_Material to process_.
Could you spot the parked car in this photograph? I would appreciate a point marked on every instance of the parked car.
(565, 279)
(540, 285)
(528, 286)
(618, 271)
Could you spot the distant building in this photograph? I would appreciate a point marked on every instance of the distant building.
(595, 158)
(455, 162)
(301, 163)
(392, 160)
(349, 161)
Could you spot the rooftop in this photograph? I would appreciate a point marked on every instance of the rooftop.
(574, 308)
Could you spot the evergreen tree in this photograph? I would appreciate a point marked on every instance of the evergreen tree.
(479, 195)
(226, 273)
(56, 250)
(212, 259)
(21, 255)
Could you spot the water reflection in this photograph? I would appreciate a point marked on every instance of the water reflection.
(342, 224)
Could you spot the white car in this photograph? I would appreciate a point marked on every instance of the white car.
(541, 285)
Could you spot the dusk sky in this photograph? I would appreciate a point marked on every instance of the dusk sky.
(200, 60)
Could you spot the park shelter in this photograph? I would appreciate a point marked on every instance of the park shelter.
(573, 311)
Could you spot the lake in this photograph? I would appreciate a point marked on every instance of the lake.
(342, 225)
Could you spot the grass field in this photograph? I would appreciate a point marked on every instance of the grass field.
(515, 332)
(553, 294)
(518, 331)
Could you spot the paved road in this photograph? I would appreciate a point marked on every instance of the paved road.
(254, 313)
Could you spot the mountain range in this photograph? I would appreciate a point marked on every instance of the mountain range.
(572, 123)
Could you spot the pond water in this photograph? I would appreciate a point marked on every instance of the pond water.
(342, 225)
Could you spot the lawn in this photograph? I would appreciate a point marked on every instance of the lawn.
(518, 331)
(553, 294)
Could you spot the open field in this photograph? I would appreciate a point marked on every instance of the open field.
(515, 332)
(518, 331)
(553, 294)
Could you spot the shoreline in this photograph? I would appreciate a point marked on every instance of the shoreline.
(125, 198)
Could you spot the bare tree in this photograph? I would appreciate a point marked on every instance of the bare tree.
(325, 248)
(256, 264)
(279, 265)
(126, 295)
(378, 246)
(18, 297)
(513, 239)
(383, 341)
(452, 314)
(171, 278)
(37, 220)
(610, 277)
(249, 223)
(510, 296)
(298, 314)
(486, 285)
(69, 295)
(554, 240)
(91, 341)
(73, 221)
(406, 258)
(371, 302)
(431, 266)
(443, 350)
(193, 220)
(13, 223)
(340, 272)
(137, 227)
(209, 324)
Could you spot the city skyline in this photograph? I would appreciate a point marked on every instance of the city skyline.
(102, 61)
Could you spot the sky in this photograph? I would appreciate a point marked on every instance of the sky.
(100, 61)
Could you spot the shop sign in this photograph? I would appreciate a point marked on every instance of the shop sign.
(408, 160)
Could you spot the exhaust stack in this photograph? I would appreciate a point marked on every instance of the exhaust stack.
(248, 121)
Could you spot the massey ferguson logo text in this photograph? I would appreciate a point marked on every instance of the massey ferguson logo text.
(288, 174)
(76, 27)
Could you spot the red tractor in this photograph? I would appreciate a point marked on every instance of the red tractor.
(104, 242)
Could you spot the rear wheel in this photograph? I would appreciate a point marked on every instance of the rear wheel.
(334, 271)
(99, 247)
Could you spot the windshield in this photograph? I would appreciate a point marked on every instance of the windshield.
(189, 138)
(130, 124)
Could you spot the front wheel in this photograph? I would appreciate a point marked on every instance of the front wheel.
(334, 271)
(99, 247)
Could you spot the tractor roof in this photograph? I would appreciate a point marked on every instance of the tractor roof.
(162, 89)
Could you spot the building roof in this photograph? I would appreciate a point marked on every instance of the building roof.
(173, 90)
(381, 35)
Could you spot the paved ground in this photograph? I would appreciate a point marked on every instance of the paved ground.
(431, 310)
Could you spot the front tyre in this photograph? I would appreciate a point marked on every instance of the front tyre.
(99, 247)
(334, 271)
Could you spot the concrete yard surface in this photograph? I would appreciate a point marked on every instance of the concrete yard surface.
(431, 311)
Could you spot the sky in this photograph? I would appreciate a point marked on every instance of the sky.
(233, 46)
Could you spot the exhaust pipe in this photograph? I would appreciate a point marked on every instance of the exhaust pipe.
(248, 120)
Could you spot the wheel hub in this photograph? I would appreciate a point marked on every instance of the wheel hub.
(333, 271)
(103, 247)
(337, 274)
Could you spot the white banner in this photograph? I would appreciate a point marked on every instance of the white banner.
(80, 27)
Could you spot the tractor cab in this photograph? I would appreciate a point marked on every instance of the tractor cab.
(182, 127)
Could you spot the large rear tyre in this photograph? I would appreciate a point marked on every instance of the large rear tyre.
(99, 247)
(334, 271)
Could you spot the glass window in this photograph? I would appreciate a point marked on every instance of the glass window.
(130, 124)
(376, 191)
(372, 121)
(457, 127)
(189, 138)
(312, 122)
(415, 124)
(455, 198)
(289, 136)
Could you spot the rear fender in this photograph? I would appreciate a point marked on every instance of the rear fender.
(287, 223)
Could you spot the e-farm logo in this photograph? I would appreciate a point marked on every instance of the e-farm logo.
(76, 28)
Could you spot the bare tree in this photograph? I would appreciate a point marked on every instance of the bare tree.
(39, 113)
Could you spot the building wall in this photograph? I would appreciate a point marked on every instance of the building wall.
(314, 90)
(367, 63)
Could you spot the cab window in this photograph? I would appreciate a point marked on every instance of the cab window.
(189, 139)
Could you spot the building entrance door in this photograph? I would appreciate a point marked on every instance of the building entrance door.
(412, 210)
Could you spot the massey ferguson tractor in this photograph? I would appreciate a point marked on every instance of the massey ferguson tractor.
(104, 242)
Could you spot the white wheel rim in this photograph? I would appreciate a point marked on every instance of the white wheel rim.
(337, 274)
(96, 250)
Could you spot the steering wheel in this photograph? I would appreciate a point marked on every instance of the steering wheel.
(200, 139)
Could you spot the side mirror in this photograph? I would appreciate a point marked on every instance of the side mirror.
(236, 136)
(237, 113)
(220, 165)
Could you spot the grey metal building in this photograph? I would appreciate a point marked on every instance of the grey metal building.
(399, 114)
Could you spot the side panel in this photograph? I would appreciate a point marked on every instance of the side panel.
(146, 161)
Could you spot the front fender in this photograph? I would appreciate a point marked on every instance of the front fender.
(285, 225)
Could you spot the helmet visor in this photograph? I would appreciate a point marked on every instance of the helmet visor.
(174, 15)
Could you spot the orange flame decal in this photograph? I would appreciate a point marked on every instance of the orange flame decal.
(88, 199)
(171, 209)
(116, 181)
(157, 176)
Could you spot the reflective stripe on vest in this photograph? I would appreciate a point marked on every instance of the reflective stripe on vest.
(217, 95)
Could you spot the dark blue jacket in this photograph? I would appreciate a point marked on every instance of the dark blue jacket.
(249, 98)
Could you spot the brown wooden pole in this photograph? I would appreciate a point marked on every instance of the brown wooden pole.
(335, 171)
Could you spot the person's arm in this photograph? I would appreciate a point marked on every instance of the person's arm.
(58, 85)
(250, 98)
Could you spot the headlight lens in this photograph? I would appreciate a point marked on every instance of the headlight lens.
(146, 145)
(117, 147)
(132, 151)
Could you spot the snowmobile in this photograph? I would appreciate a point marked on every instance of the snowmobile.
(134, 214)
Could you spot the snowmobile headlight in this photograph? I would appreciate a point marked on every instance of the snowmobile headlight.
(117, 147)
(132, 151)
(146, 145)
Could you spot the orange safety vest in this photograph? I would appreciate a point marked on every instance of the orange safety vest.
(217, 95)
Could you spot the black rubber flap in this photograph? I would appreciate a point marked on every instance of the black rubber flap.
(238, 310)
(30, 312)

_Exercise directions_.
Repeat the data precisely, line by line.

_Response to the task_.
Could you spot the parked car in this photograph? I would appreciate a point marked on every instance of the parked car.
(565, 279)
(540, 285)
(528, 286)
(618, 271)
Could you spot the distant building in this photograph? I would appreciate a point marked on every instance of the distant building.
(595, 158)
(455, 162)
(301, 163)
(392, 160)
(349, 161)
Could you spot the rooftop in this photograph? I would appreciate a point marked on every instance of the rooftop.
(574, 308)
Could you spot the evergreen tree in this photograph? I would appreciate a point marked on every instance of the evergreen tree.
(479, 195)
(226, 273)
(56, 250)
(212, 259)
(21, 255)
Could you spot the water reflection in this photograph? I would appreciate a point marked on every instance of the water reflection.
(342, 224)
Could you spot the white car in this photograph? I would appreciate a point marked on every instance of the white car.
(541, 285)
Could you spot the dusk sky in this photograph? I would appreciate a point marked on every instance of the dusk sky.
(200, 60)
Could you spot the park shelter in this photograph? I would appreciate a point marked on every instance of the park shelter.
(573, 311)
Could you spot the lake in this photograph? I would appreciate a point marked on every instance of the lake.
(342, 225)
Could you spot the grass field in this photograph? I would appreciate a point marked on every instance of the grass field.
(515, 332)
(553, 294)
(518, 331)
Could you spot the paved road in this photograph? I would appreciate a point marked on every instance of the paved road.
(254, 313)
Could you spot the mountain range in this photograph? I would appreciate a point marked on every instance of the mountain range.
(572, 123)
Could you spot the pond water in this photograph? I would appreciate a point marked on every instance of the pond water.
(342, 225)
Could you spot the lawn in this photograph? I would appreciate a point marked on every instance of the lawn.
(518, 331)
(553, 294)
Could you spot the open field in this photograph? I would appreciate a point marked on every instance of the open field.
(515, 332)
(518, 331)
(553, 294)
Could you spot the shoreline in this photograph? I would appreciate a point marked on every instance of the shoreline.
(125, 198)
Could you spot the bare tree in this photograph? I would appreciate a point marked on every instance of the bare tree.
(325, 248)
(256, 264)
(279, 265)
(126, 295)
(378, 246)
(18, 297)
(513, 239)
(383, 341)
(452, 314)
(171, 278)
(37, 220)
(610, 277)
(249, 223)
(510, 296)
(298, 314)
(486, 285)
(69, 295)
(554, 240)
(91, 341)
(73, 221)
(406, 258)
(371, 302)
(431, 266)
(443, 350)
(193, 220)
(13, 223)
(340, 272)
(137, 227)
(209, 324)
Could you spot the city skyline in this photograph? I would appreciate a point marked on every instance of the city skyline.
(102, 61)
Could you spot the sky in this photograph? I would appreciate a point marked on every instance of the sky.
(100, 61)
Could you spot the shop sign in this photograph? I would appreciate a point marked on every instance of the shop sign.
(408, 160)
Could you spot the exhaust stack in this photograph? I would appreciate a point marked on every instance of the exhaust stack.
(248, 121)
Could you spot the massey ferguson logo text in this photograph? I would appreciate a point marked on every instance of the massey ferguson logo text.
(288, 174)
(76, 27)
Could you spot the red tractor in this photograph? I would appreciate a point marked on every instance of the red tractor.
(104, 242)
Could you spot the rear wheel in this photograph? I would appreciate a point marked on every instance of the rear wheel.
(334, 271)
(99, 247)
Could you spot the windshield in this photograph? I would appreciate a point marked on every instance of the windshield.
(189, 138)
(130, 124)
Could you spot the front wheel in this photograph? I would appreciate a point marked on every instance of the front wheel.
(334, 271)
(99, 247)
Could you spot the tractor roof in this photograph? I would appreciate a point marked on every instance of the tractor roof.
(162, 89)
Could you spot the building roof in this photograph? I would appreciate a point marked on every instance of the building roof.
(173, 90)
(381, 35)
Could you spot the paved ground in this photograph? I would appreciate a point marked on every instance of the paved ground.
(431, 310)
Could you spot the front tyre in this photograph? I would appreciate a point marked on every instance of the front tyre.
(99, 247)
(334, 271)
Could you spot the concrete yard surface in this photograph? I would appreciate a point marked on every instance of the concrete yard surface.
(431, 311)
Could you spot the sky in this photograph? I would appreciate a point marked on every instance of the sky.
(233, 46)
Could you spot the exhaust pipe in this photograph? I would appreciate a point marked on every instance of the exhaust pipe.
(248, 120)
Could you spot the wheel hub in this photograph? I would appreciate a point marked on every instance of the wheel hub.
(333, 271)
(103, 247)
(337, 274)
Could you spot the white banner in this photograph? I would appreciate a point marked on every instance of the white banner.
(80, 27)
Could you spot the tractor cab in this photograph? I would appreciate a point marked on every instance of the tractor cab.
(182, 127)
Could you spot the large rear tyre in this photograph? I would appreciate a point marked on every instance of the large rear tyre.
(99, 247)
(334, 271)
Could you spot the glass window in this photograph? I would appreciate a point marked on every instance of the glass window.
(130, 124)
(376, 191)
(372, 121)
(457, 127)
(189, 138)
(312, 122)
(415, 124)
(455, 198)
(289, 136)
Could you spot the rear fender in this photograph? I would appreciate a point marked on every instance of the rear fender.
(287, 223)
Could you spot the e-farm logo in this photograph? I would appreciate a point marked on every instance of the e-farm logo.
(76, 28)
Could you spot the bare tree in this photograph? I would appreciate a point marked on every instance of the bare tree.
(39, 113)
Could you spot the building wall in this photograph? I would appreciate a point marked on every instance of the building wall.
(314, 90)
(367, 63)
Could you spot the cab window in this photograph? I would appreciate a point marked on every instance of the cab window.
(189, 139)
Could you spot the building entrance door in this photograph? I would appreciate a point marked on every instance of the building entrance door.
(412, 210)
Could you spot the massey ferguson tractor in this photograph? I would appreciate a point marked on every instance of the massey ferguson tractor.
(104, 242)
Could you spot the white wheel rim in this photograph? I would appreciate a point marked on every instance of the white wheel rim.
(337, 274)
(96, 250)
Could you spot the steering wheel in this photograph? I would appreciate a point marked on every instance of the steering wheel.
(200, 139)
Could you spot the side mirror in this photograph? I would appreciate a point marked on every instance of the side mirror.
(236, 136)
(237, 113)
(220, 165)
Could you spot the grey metal building in this photograph? I would appreciate a point marked on every instance of the grey metal building.
(399, 114)
Could you spot the side panel in this photograph? I would appreciate a point marked on every instance of the side panel.
(146, 161)
Could you spot the front fender in this photograph? I would appreciate a point marked on every instance of the front fender.
(285, 225)
Could you spot the helmet visor in this photograph? I would appreciate a point marked on every instance of the helmet visor.
(174, 15)
Could you spot the orange flame decal in this photograph? I would appreciate a point marked on every instance of the orange flame decal.
(88, 199)
(171, 209)
(116, 181)
(157, 176)
Could you spot the reflective stripe on vest in this photograph? I would appreciate a point marked on every instance of the reflective stripe on vest.
(217, 95)
Could you spot the dark blue jacket in this photograph? I would appreciate a point marked on every instance of the dark blue jacket.
(249, 98)
Could you spot the brown wooden pole in this photograph? I would appreciate a point marked on every instance of the brown wooden pole.
(335, 171)
Could you spot the person's arm in this photograph? I would appreciate a point marked on every instance of the person's arm.
(58, 85)
(250, 98)
Could you spot the headlight lens in this photograph? I would appreciate a point marked on every instance of the headlight lens.
(146, 145)
(117, 147)
(132, 151)
Could you spot the snowmobile in this photograph? I would appreciate a point marked on every instance of the snowmobile.
(134, 214)
Could you spot the snowmobile headlight in this photograph? I would appreciate a point marked on every instance of the snowmobile headlight.
(117, 147)
(132, 151)
(146, 145)
Could you spot the orange safety vest in this photograph? I would appreciate a point marked on every instance of the orange safety vest.
(217, 95)
Could you spot the black rubber flap in this photograph? I would appreciate a point marked on every instance of the black rubber flap.
(238, 310)
(30, 312)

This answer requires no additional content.